- [ASSIGNED TASK] Print, without alteration, the lines that extend from the one holding "Your task: point to each instance of the stone facade" to the final line of the listing below.

- [DATA TO PROCESS]
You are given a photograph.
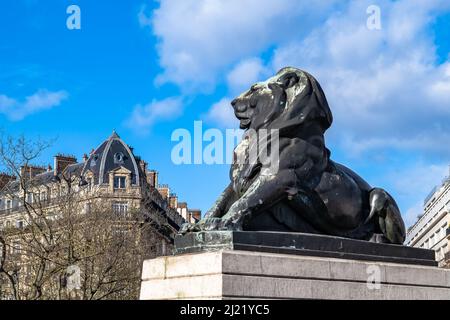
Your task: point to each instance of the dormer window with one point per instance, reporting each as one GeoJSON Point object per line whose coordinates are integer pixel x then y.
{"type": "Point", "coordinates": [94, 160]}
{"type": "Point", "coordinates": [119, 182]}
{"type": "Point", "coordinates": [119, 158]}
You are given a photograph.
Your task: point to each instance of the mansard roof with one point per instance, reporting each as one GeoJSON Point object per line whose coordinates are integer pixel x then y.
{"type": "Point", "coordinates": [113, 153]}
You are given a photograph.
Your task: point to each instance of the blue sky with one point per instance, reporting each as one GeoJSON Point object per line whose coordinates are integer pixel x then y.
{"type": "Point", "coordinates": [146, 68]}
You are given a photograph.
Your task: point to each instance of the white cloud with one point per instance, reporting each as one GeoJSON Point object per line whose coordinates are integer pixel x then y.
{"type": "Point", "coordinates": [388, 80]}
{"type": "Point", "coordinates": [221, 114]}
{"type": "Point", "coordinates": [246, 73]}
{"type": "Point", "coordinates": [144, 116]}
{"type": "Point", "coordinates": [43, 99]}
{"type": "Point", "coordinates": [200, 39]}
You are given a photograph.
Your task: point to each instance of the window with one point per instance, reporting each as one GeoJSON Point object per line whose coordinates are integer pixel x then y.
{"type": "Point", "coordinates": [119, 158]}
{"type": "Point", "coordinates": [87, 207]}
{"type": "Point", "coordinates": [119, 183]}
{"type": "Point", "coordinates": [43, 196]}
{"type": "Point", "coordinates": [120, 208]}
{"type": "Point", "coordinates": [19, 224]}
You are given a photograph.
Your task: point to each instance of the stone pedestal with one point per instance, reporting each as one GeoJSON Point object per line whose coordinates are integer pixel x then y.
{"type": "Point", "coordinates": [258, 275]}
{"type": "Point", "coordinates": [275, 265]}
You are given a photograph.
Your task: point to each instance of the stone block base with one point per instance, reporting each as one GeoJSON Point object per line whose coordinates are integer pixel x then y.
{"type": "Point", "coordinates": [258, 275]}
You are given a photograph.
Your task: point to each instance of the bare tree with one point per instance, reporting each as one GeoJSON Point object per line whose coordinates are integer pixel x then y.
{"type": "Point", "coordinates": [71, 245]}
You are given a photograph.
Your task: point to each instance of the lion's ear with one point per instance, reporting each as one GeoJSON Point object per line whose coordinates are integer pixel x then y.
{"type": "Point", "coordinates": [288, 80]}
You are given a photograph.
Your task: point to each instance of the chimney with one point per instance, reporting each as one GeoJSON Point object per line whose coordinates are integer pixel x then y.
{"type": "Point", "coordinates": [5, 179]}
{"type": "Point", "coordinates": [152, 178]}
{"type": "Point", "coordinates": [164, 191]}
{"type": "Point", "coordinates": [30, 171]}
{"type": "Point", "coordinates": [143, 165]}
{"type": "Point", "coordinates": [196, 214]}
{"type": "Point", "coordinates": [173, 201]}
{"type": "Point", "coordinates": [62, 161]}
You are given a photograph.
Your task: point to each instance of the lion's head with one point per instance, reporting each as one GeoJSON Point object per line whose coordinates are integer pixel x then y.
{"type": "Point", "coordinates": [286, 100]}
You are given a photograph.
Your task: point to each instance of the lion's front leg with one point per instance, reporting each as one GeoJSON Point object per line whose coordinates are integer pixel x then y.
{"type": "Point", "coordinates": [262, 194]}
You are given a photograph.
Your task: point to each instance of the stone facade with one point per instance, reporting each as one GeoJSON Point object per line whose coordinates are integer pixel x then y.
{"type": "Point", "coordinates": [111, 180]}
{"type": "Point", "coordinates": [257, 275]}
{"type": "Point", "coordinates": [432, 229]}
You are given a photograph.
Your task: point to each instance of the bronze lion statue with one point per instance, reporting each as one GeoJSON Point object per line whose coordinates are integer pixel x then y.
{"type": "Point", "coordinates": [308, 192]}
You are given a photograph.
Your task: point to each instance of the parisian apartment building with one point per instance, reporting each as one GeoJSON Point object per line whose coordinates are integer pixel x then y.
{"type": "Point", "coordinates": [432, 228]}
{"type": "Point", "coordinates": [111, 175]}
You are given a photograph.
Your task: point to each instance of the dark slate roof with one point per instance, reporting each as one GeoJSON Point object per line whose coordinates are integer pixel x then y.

- [ANSWER FOR THE TASK]
Your task: point to each instance of the stone facade with one point per instance, reporting each as one GeoJSON Point object per line whose coordinates are integer pixel x then y.
{"type": "Point", "coordinates": [111, 180]}
{"type": "Point", "coordinates": [257, 275]}
{"type": "Point", "coordinates": [432, 229]}
You are given a photograph.
Your task: point to each instance of the bronze lion statue with one point per instance, reporting each as one GeoJSON Point object per line whose coordinates are integer pixel x then y.
{"type": "Point", "coordinates": [308, 192]}
You are given a photograph.
Your task: point to each instance of the parisian apartment building with one point per instance, reporting each as one GeoJSON Point object per line whose coordinates are integer pixel x then y.
{"type": "Point", "coordinates": [432, 228]}
{"type": "Point", "coordinates": [111, 175]}
You are given a photograph.
Your task: point to each instance of the dark slate roof with one point per instance, reporting each as one GeoJSON Point object per line whose coordinates are integer pixel x then y.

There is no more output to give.